**What is expected**: Only an exact repetition of all the entries will be accepted.

Stored dataset items:

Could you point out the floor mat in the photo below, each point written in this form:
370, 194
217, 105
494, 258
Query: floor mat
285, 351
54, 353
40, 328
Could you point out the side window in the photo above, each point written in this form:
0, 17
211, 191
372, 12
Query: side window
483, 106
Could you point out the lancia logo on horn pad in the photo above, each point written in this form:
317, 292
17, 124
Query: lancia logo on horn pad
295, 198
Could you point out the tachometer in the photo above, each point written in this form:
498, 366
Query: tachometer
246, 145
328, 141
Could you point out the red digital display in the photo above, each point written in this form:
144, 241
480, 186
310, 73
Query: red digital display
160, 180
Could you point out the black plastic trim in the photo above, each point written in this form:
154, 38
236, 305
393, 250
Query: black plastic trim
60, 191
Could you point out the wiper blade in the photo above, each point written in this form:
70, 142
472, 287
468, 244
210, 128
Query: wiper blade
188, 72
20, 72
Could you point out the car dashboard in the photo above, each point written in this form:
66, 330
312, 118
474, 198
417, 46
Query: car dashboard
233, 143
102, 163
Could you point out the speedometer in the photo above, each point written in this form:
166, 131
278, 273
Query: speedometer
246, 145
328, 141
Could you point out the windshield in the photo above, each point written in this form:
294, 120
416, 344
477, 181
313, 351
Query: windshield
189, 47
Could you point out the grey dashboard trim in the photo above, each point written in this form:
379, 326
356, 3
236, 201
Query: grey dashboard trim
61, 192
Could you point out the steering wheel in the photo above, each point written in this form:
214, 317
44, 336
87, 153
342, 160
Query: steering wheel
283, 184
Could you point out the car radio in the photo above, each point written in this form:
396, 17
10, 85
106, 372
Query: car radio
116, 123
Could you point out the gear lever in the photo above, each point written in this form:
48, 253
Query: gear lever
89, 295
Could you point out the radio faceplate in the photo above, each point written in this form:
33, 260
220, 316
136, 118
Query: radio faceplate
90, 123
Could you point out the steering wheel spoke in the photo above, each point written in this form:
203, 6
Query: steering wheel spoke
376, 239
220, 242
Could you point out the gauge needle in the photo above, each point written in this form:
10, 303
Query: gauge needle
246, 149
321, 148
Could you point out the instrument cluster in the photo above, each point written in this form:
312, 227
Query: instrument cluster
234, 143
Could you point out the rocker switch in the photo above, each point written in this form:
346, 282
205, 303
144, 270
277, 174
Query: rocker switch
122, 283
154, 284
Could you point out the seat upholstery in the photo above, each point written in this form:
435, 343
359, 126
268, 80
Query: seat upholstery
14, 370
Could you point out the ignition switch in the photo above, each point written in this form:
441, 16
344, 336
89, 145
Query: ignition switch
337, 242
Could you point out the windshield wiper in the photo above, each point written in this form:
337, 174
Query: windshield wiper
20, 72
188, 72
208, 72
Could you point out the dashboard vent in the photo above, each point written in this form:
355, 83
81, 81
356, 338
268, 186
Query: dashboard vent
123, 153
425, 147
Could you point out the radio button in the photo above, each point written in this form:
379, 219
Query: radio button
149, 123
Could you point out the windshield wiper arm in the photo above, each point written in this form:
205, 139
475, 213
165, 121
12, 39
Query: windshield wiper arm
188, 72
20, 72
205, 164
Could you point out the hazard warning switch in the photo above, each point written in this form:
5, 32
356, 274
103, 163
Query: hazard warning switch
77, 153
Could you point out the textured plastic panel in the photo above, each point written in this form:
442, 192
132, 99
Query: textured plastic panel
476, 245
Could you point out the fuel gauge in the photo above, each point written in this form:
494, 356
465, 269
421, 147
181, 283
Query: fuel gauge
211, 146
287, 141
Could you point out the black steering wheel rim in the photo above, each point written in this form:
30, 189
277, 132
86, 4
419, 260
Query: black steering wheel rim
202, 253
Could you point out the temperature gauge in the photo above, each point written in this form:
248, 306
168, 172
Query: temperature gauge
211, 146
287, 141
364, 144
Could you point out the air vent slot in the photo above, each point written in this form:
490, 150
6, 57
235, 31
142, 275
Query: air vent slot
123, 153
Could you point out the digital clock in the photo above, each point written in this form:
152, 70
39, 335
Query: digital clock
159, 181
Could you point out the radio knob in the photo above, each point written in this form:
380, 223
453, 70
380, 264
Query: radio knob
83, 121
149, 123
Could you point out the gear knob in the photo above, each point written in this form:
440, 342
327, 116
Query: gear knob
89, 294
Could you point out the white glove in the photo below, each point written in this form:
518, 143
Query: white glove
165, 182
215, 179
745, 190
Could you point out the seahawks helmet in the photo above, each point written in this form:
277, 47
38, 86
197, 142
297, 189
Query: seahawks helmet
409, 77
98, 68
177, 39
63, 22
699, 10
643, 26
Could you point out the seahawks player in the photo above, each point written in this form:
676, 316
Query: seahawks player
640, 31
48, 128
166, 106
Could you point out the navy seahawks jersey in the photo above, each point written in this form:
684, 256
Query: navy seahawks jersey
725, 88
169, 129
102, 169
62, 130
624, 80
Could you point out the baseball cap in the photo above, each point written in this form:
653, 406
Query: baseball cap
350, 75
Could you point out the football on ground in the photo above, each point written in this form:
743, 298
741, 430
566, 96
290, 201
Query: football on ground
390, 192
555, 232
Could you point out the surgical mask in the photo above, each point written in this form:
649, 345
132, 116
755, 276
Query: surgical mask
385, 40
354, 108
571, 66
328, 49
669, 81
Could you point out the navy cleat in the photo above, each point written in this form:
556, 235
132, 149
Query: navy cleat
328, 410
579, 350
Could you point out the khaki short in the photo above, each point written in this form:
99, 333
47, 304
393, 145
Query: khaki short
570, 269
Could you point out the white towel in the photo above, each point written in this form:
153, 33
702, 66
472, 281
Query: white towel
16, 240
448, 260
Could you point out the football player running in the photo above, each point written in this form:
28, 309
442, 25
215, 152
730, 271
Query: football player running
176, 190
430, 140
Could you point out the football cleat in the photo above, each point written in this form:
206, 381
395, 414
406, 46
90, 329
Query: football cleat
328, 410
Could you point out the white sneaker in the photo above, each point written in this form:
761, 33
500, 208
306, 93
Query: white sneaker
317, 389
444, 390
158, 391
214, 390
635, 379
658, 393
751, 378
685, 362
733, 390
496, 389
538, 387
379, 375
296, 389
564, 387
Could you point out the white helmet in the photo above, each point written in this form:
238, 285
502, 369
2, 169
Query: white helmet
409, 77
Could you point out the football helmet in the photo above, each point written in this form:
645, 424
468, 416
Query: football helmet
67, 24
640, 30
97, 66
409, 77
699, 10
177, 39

**The completed task**:
Could you point out the floor mat in the photo below, each point written in this form:
370, 194
217, 105
494, 258
Query: floor mat
285, 351
54, 353
40, 328
Could you point out the side window in the photo above, each point written in this form:
0, 17
211, 191
372, 12
Query: side window
483, 106
Could you point out the lancia logo on horn pad in the photo above, each point written in this form:
317, 292
17, 124
Query: lancia logo on horn pad
295, 198
Could you point out the tachometer in the photo above, each point written in this form:
498, 366
Query: tachometer
246, 145
328, 141
Could you point out the red digital display in the photo above, each point written in this form:
144, 241
480, 186
310, 73
Query: red digital display
160, 180
Could you point out the black plastic trim in the photo above, each point written in this form:
154, 38
236, 305
393, 250
Query: black plastic trim
60, 191
Could you point out the wiper blade in the photo above, each point written in this form:
70, 142
472, 287
468, 244
210, 128
Query: wiper blade
188, 72
20, 72
Could you point out the car dashboard in the photo above, each point written in this form:
66, 330
312, 118
474, 198
417, 46
Query: car dashboard
233, 143
102, 163
Could you point out the speedometer in the photo above, each point written in this form:
166, 131
278, 273
Query: speedometer
246, 145
328, 141
Could you point out the windshield in the photo above, each point written in this form:
294, 120
416, 344
477, 181
313, 351
Query: windshield
189, 47
Could you point out the grey dashboard trim in the photo above, each point written in this form:
379, 326
356, 3
236, 201
Query: grey dashboard trim
61, 192
Could you point out the steering wheel in the photo above, each point written in this form:
214, 317
44, 336
87, 153
342, 160
Query: steering wheel
283, 184
Could you point out the car radio in the photo above, each point written in this form:
396, 17
10, 85
106, 372
Query: car radio
116, 123
Could you point out the gear lever in the photo above, each point written in this form:
48, 253
Query: gear lever
89, 295
Could you point out the radio faceplate in the photo above, each point written in this form:
33, 260
220, 316
136, 118
Query: radio faceplate
90, 123
Could you point out the steering wheel spoke in the photo above, each point written in this form:
203, 6
Query: steering wheel spoke
376, 239
220, 242
Could you point out the gauge needle in the photo above, each point written in this form:
10, 303
Query: gauge needle
246, 149
321, 148
Could you point out the instrument cluster in the photo above, each point written in this form:
312, 227
Query: instrument cluster
234, 143
Could you point out the rocker switch in the photo above, each point written in this form:
346, 282
205, 303
144, 270
277, 174
Query: rocker switch
122, 283
154, 284
Could you point out the seat upholstery in the photo above, each point written in this form:
435, 343
359, 126
268, 80
Query: seat upholstery
14, 370
Could you point out the ignition switch in the photo above, each point written in this form:
441, 16
344, 336
89, 145
Query: ignition switch
337, 242
Could you point out the windshield wiper in the photo above, each point written in this form:
337, 174
Query: windshield wiper
20, 72
188, 72
208, 72
Could you point out the dashboard vent in the photo above, each point written in this form:
355, 83
81, 81
356, 338
268, 186
Query: dashboard vent
123, 153
425, 147
Could you point out the radio button in the photo above, each point written in this form:
379, 219
Query: radio button
149, 123
Could you point out the windshield wiper arm in the photo above, each point written in this form:
205, 139
475, 213
165, 121
12, 39
Query: windshield wiper arm
188, 72
20, 72
205, 164
Could you point out the hazard warning switch in the photo above, each point written in this form:
5, 32
356, 274
103, 163
Query: hazard warning switch
77, 153
Could you point out the textured plastic panel in the photo above, each point written in this form:
442, 192
132, 99
Query: textured plastic panel
476, 245
Could you point out the fuel gauge in the photo above, each point written in this form:
494, 356
465, 269
421, 147
181, 283
Query: fuel gauge
211, 146
287, 141
Could you point out the black steering wheel rim in the photo above, each point written in this form:
30, 189
277, 132
86, 4
419, 260
Query: black steering wheel rim
202, 253
Could you point out the temperature gauge in the photo above, each point written in this form:
248, 306
168, 172
Query: temperature gauge
211, 146
287, 141
364, 144
Could you point out the air vent slot in the photo above, each point written in this form:
490, 150
6, 57
235, 31
142, 275
Query: air vent slot
123, 153
Could you point out the digital clock in the photo above, each point written in this form:
152, 70
39, 335
Query: digital clock
159, 181
Could you point out the radio knob in the photo above, each point written in this form:
380, 223
453, 70
380, 264
Query: radio knob
83, 121
149, 123
Could you point out the gear knob in the photo above, each point written in this form:
440, 342
327, 116
Query: gear knob
89, 294
Could you point out the white glove in the photo below, each point written in this form:
518, 143
Query: white glove
165, 182
215, 179
745, 190
Could you point out the seahawks helmet in the photo above, each point written in this form:
277, 47
38, 86
197, 142
297, 189
Query: seahawks helmet
409, 77
98, 68
177, 39
63, 22
699, 10
643, 26
Could you point out the seahawks player in the photo above, each point written in this form:
676, 316
Query: seahawks player
640, 31
48, 128
166, 106
Could you point out the navy seahawks jersey in the photo above, each point written in this form:
684, 256
Query: navy seahawks jersey
725, 88
169, 129
102, 169
62, 130
624, 80
Could you point out the baseball cap in the photo above, each point written in this form:
653, 406
Query: baseball cap
350, 75
Could you point out the football on ground in the photo above, each point written in this form:
743, 298
741, 430
566, 96
290, 201
Query: football on ground
390, 192
555, 232
Could you point out the surgical mask in the photo above, each point written in this form:
649, 345
132, 116
755, 276
Query: surgical mask
385, 40
354, 108
571, 66
328, 49
669, 81
Could you point out the navy cleat in the photo above, each point written in this form:
556, 235
132, 149
Query: navy cleat
328, 410
579, 350
Could you point out the khaki short in the photo above, each point written in this form:
99, 333
47, 304
393, 145
Query: khaki short
570, 269
Could you point out the white towel in the photo above, each point written in this form:
153, 33
702, 66
472, 281
Query: white towel
16, 240
448, 260
Could you point out the football player running in the photo above, each point written in this form:
28, 309
442, 25
215, 152
730, 271
Query: football player running
176, 190
430, 140
Could you point out the football cleat in the photo above, each point written in this form:
206, 381
395, 414
406, 46
90, 329
Query: football cleat
328, 410
Could you point out the white sneaker in the photo above, each point written in this form:
761, 33
500, 208
306, 93
Query: white sneaker
317, 389
444, 390
158, 391
214, 390
635, 379
658, 393
751, 378
685, 362
733, 390
496, 389
538, 387
379, 375
296, 389
564, 387
Could you point out the white helmet in the photo above, each point written in this form:
238, 285
502, 369
2, 169
Query: white helmet
409, 77
Could you point out the football helmet in the photo above, each point written in this form:
645, 424
468, 416
Query: football helmet
67, 24
640, 30
97, 66
409, 77
699, 10
177, 39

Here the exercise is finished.